[Begin Extracted records]

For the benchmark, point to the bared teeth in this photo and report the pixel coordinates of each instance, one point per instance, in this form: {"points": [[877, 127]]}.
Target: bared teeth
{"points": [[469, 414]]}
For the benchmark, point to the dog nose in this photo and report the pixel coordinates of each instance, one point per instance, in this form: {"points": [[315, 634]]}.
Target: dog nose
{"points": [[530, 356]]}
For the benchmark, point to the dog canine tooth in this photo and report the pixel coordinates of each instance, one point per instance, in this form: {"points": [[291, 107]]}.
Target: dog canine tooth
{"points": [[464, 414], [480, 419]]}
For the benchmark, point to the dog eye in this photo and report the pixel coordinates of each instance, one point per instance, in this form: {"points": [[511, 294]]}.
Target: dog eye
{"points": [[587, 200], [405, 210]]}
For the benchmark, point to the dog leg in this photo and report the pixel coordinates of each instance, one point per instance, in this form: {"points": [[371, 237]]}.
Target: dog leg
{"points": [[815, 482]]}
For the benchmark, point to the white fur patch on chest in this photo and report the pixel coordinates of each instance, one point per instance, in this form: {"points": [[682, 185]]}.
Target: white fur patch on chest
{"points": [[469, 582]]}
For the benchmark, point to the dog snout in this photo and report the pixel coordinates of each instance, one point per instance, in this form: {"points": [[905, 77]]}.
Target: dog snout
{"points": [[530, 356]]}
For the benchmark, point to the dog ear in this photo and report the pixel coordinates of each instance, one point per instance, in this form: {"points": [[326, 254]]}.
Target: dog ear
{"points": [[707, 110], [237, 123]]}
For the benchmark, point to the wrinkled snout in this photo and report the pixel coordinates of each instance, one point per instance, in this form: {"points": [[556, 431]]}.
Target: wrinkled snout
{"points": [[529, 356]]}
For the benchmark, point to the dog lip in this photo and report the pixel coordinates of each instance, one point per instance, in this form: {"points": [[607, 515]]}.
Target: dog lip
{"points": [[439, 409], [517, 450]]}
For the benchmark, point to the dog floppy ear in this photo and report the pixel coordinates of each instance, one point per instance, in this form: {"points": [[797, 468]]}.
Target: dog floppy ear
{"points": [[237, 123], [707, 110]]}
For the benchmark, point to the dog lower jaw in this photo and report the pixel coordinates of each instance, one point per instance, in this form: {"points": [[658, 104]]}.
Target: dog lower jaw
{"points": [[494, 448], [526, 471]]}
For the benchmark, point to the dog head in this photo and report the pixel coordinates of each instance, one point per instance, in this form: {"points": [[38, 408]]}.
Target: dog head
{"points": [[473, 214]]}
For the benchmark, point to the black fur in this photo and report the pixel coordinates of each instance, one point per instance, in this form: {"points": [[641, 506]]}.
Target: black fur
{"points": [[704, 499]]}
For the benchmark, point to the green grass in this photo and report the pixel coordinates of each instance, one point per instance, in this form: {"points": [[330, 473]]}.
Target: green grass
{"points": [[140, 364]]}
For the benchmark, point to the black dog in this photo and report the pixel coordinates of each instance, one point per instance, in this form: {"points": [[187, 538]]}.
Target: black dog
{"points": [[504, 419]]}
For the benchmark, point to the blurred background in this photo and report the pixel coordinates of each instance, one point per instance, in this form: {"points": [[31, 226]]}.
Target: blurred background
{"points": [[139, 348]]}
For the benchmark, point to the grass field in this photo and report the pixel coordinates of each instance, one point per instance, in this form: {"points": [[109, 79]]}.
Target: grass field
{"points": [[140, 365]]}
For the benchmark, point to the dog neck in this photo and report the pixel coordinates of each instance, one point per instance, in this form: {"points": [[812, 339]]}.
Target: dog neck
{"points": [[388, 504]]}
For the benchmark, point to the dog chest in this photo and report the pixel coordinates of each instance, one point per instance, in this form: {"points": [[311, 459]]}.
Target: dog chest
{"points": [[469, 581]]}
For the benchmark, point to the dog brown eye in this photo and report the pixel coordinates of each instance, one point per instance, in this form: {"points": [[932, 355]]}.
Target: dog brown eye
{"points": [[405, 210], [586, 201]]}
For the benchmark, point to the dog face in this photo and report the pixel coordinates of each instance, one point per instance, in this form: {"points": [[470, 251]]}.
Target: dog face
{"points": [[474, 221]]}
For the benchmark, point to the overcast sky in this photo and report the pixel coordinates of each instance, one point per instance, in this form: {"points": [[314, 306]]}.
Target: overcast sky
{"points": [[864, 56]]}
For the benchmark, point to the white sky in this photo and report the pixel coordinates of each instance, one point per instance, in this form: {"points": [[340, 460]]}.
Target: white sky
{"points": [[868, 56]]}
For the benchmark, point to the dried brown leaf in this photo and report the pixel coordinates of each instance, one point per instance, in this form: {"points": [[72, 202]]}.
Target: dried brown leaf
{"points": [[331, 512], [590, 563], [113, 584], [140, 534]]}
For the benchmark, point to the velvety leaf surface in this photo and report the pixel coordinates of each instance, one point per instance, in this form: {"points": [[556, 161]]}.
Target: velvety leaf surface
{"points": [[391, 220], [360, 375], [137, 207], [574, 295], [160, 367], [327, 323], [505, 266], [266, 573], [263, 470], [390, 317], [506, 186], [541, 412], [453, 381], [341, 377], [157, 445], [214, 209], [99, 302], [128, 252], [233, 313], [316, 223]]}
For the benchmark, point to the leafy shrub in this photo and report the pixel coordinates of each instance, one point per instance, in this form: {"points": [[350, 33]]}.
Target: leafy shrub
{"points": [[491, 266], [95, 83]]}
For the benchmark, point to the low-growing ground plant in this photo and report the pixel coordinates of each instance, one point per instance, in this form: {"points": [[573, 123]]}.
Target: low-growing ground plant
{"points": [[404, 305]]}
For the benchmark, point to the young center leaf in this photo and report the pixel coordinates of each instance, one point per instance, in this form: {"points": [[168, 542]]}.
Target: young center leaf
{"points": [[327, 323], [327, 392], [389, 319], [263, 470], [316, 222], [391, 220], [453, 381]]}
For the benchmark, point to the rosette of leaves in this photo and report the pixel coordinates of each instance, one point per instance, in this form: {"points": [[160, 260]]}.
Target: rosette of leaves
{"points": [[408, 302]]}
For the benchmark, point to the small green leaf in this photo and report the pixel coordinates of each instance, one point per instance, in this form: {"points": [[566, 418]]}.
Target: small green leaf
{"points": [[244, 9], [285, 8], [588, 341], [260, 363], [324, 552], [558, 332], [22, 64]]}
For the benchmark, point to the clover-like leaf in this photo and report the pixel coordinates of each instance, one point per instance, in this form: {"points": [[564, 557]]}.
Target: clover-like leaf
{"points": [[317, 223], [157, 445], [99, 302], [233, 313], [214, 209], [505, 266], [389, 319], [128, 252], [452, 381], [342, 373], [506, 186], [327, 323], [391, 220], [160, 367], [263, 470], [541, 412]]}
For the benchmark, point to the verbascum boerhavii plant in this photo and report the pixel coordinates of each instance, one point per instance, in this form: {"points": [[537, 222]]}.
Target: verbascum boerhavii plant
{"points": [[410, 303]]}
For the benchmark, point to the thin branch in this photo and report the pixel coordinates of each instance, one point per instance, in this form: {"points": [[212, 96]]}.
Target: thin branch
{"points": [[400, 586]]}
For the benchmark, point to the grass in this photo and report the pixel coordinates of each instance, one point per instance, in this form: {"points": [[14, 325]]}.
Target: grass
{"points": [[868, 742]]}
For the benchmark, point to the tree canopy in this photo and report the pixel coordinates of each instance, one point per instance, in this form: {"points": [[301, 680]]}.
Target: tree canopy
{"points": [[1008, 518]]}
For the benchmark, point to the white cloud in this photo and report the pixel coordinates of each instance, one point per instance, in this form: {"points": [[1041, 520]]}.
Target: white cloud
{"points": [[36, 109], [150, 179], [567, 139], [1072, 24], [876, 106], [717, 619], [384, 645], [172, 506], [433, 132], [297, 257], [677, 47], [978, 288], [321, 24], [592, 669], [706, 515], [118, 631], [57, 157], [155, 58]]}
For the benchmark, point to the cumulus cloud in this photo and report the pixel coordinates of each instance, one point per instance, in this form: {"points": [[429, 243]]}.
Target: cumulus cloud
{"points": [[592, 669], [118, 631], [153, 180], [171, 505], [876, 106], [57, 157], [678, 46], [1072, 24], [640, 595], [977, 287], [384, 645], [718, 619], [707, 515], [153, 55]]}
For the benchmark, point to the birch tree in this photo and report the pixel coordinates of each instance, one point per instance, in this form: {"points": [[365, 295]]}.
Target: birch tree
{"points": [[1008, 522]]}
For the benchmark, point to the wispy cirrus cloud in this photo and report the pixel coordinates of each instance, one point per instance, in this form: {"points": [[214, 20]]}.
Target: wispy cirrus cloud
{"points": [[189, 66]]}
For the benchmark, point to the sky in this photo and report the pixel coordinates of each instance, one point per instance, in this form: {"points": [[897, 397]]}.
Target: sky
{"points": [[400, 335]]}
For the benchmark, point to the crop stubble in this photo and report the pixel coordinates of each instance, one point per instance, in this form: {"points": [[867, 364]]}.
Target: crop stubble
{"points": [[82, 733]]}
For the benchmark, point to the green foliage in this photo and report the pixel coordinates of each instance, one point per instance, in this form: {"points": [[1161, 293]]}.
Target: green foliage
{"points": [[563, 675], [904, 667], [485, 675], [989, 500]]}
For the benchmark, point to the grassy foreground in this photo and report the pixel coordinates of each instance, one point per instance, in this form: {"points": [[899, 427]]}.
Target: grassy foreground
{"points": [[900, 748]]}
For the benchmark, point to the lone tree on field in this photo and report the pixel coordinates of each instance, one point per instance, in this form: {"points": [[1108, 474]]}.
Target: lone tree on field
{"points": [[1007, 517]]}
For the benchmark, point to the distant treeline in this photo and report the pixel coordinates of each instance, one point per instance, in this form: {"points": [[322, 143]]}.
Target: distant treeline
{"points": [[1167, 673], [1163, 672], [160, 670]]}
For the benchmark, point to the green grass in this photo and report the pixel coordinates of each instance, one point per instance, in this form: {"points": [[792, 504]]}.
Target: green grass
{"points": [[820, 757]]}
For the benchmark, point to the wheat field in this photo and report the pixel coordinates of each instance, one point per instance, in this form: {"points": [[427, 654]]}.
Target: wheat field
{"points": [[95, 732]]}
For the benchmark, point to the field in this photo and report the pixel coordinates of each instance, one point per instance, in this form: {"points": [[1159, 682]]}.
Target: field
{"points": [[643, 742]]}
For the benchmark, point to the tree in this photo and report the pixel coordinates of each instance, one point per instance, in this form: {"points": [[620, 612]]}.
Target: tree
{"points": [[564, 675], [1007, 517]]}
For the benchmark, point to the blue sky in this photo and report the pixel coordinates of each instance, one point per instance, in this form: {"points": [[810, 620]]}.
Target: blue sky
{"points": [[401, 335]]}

[End Extracted records]

§ **Problem to work on**
Each line from the one containing "For the benchmark, point to the grassy" through the end of the entries, both included, is to be returned exactly, with no other lines.

§ **Exercise output**
For the benchmark, point to the grassy foreground in this photo and report the pixel coordinates of each instance, one point per instance, in this form: {"points": [[899, 427]]}.
Target: grassy foreground
{"points": [[900, 748]]}
For the benchmark, point to the lone tree on field in this photo and report the pixel coordinates of each instance, one point per instance, in this form: {"points": [[1108, 474]]}.
Target: lone tree on field
{"points": [[1007, 517]]}
For the benchmark, point to the distant treeline in this photo and report the pixel coordinates of each instance, one point per instance, in this form: {"points": [[322, 143]]}.
Target: distant treeline
{"points": [[1167, 673], [1163, 672], [160, 670]]}
For the benchmark, point to the green grass in this photo and report the pixel coordinates of each instance, one point per instance, in this form: {"points": [[792, 504]]}.
Target: green grass
{"points": [[820, 757]]}
For the benchmark, point to the wheat field in this photo and report the pixel coordinates of each instance, one point per instance, in this form: {"points": [[427, 654]]}.
Target: wheat field
{"points": [[95, 732]]}
For the benchmark, point to the field in this photo and report the pixel coordinates of each instance, one point per instance, in this form: {"points": [[1159, 682]]}.
Target: field
{"points": [[643, 742]]}
For the benchmark, point to the tree in this photo and report the pixel coordinates of each instance, one point per instance, in this form: {"points": [[620, 612]]}.
Target: tree
{"points": [[564, 675], [1007, 517]]}
For the benchmark, point to the blue sky in this photo and report the pixel coordinates of each instance, one point per instance, in this form: {"points": [[810, 620]]}.
Target: blue sky
{"points": [[401, 335]]}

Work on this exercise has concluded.